DIRECTIONS:
Put every one of the lines below into a Markdown table with two columns, Row and Line. Give each row a number and skip any blank lines.

INPUT RECORDS:
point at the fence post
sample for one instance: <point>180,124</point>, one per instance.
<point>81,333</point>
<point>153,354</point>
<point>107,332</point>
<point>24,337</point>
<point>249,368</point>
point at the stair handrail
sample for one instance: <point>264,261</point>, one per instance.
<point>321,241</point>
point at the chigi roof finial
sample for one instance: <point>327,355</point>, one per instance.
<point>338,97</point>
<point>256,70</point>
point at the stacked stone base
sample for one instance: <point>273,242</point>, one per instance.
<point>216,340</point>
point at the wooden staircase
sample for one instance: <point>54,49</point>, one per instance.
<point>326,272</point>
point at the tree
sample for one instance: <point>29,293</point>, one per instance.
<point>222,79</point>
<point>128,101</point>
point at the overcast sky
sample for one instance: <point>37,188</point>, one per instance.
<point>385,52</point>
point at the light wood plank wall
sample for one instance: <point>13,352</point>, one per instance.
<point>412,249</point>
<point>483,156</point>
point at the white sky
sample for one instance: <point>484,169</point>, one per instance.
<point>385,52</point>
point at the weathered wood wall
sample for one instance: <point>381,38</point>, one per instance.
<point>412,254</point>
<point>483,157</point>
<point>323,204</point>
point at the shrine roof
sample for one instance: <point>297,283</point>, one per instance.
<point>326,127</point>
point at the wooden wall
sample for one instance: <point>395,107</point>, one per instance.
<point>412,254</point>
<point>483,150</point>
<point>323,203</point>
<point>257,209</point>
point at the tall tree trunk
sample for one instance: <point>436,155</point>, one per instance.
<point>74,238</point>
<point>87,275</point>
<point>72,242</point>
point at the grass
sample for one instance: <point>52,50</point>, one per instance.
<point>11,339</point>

EXERCISE RESPONSE:
| Row | Line |
|---|---|
| 1 | point at the fence post |
| 2 | sample for one instance: <point>180,124</point>, one per instance. |
| 3 | <point>81,333</point> |
| 4 | <point>153,354</point> |
| 5 | <point>107,332</point> |
| 6 | <point>24,337</point> |
| 7 | <point>249,368</point> |
| 8 | point at the stair handrail |
| 9 | sample for one instance: <point>264,261</point>, one per instance. |
| 10 | <point>321,241</point> |
| 11 | point at the chigi roof finial |
| 12 | sample for one instance: <point>327,355</point>, one per instance. |
| 13 | <point>338,97</point> |
| 14 | <point>256,70</point> |
| 15 | point at the stacked stone base |
| 16 | sample for one instance: <point>273,242</point>, one per instance. |
| 17 | <point>216,340</point> |
| 18 | point at the wooden staircase |
| 19 | sample for one instance: <point>54,49</point>, one per instance. |
| 20 | <point>326,272</point> |
| 21 | point at the tree |
| 22 | sample for one instance: <point>29,293</point>, one per instance. |
| 23 | <point>222,79</point> |
| 24 | <point>128,101</point> |
| 25 | point at the overcast sky |
| 26 | sample for one instance: <point>37,188</point>, one per instance. |
| 27 | <point>385,52</point> |
| 28 | point at the light wood plank wall |
| 29 | sample for one instance: <point>13,352</point>, one per instance. |
| 30 | <point>412,249</point> |
| 31 | <point>483,156</point> |
| 32 | point at the white sky |
| 33 | sample for one instance: <point>484,169</point>, one per instance. |
| 34 | <point>385,52</point> |
| 35 | point at the weathered wood wall |
| 36 | sample for one instance: <point>381,38</point>, one per instance. |
| 37 | <point>412,254</point> |
| 38 | <point>483,157</point> |
| 39 | <point>323,204</point> |
| 40 | point at the shrine roof |
| 41 | sample for one instance: <point>297,283</point>, one per instance. |
| 42 | <point>326,127</point> |
| 43 | point at the wooden wall |
| 44 | sample for one instance: <point>395,107</point>, one per instance. |
| 45 | <point>412,254</point> |
| 46 | <point>483,150</point> |
| 47 | <point>323,203</point> |
| 48 | <point>257,209</point> |
| 49 | point at the tall tree trunk |
| 50 | sample for one instance: <point>436,155</point>, one per instance. |
| 51 | <point>74,238</point> |
| 52 | <point>87,275</point> |
| 53 | <point>72,242</point> |
| 54 | point at the grass |
| 55 | sample for one instance: <point>52,50</point>, one per instance. |
| 56 | <point>11,339</point> |